▸ **TEXT SEGMENT**:
Supreme Court Drug Lawsuit Ruling Could Have Far Reaching Impact

Yesterday’s Supreme Court ruling in Wyeth vs. Levine, which preserved the right to sue drug companies for <"">injuries from drug side effects, was a victory for consumers. But in the long run, it could have an impact well beyond drug personal injury lawsuits.

According to The New York Times, yesterday’s decision on drug lawsuits could compel lawmakers in Congress to move to restore the rights consumer’s lost as a result of the High Court’s ruling in Riegel vs. Medtronic last year. By an 8 to 1 decision, the Supreme Court ruled that the Medical Device Amendments of 1976 to the Food, Drug, and Cosmetic Act that require Food & Drug Administration (FDA) approval of medical devices preempted product liability lawsuits in state courts.

Since that ruling, lower courts have dismissed hundreds of lawsuits filed by people who claim they were injured by a defective medical device.

In Wyeth vs. Levine, the same Justices voted 6 to 3 that FDA approval of a drug did not preempt consumers from bringing lawsuits in state courts for drug injuries. In his majority opinion, Justice John Paul Stevens wrote that “Wyeth has not persuaded us that failure-to-warn claims like Levine’s obstruct the federal regulation of drug labeling. Congress has repeatedly declined to pre-empt state law, and the FDA’s recently adopted position that state tort suits interfere with its statutory mandate is entitled to no weight.”

[Localization data with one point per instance]
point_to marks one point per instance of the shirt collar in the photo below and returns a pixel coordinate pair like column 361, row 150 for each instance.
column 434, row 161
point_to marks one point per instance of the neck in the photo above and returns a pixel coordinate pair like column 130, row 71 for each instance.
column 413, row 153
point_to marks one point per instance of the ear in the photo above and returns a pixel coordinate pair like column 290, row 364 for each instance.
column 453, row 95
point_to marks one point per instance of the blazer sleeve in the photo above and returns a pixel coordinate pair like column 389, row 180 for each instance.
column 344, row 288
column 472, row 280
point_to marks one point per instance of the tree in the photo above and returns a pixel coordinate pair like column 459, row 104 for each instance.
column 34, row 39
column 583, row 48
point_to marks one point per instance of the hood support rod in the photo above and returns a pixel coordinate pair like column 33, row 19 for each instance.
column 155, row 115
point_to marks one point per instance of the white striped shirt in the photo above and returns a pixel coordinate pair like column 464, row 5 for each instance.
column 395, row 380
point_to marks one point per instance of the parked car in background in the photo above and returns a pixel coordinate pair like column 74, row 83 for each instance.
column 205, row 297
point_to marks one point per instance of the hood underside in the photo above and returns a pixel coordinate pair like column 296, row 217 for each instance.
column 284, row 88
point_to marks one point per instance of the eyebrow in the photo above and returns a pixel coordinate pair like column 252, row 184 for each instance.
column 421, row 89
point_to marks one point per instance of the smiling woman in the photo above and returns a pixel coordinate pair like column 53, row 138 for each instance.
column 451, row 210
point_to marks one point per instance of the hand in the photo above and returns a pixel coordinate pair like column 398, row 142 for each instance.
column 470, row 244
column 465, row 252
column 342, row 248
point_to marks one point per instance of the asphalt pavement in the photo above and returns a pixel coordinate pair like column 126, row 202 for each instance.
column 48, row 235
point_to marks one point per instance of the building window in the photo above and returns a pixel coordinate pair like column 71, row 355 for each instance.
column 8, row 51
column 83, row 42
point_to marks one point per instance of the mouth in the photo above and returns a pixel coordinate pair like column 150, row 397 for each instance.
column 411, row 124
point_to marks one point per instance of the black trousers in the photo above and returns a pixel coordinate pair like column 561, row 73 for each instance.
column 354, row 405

▸ **YOUR TASKS**:
a) Please output the passage from the article on the Supreme Court drug ruling starting at "Supreme Court Drug" and ending at "personal injury lawsuits.".
b) Write the next part of the article on the Supreme Court drug ruling, picking up after its final sentence.

▸ **ANSWERS TO THE EXERCISE**:
a)
Supreme Court Drug Lawsuit Ruling Could Have Far Reaching Impact

Yesterday’s Supreme Court ruling in Wyeth vs. Levine, which preserved the right to sue drug companies for <"">injuries from drug side effects, was a victory for consumers. But in the long run, it could have an impact well beyond drug personal injury lawsuits.

b)
According to The New York Times, the Wyeth ruling could have far reaching consequences. For one thing, it may prompt drug companies to settle many personal injury lawsuits now in litigation. One attorney interviewed by the Times said that he believed some companies were waiting for the outcome of Wyeth before entering settlement discussions. Had Wyeth been decided differently, many of those cases would have been dismissed.

Drug makers might also start taking steps to revise labels on drugs to reflect new information about possible side effects. This could be complicated though, because all label revisions require FDA approval.

Finally, the Wyeth decision might embolden members of Congress to enact legislation that would, in effect, overturn Riegel. Such legislation was introduced in both the House and Senate last year, and Congressional aides told the Times that the bill – Medical Device Safety Act – would be reintroduced soon.

Many consumer advocates decried the Riegel ruling because of the FDA’s poor track record of policing medical device, something that has been well-documented in recent months. In fact, earlier this year, the Government Accountability Office issued a report that criticized the agency for failing to conduct appropriate medical device reviews.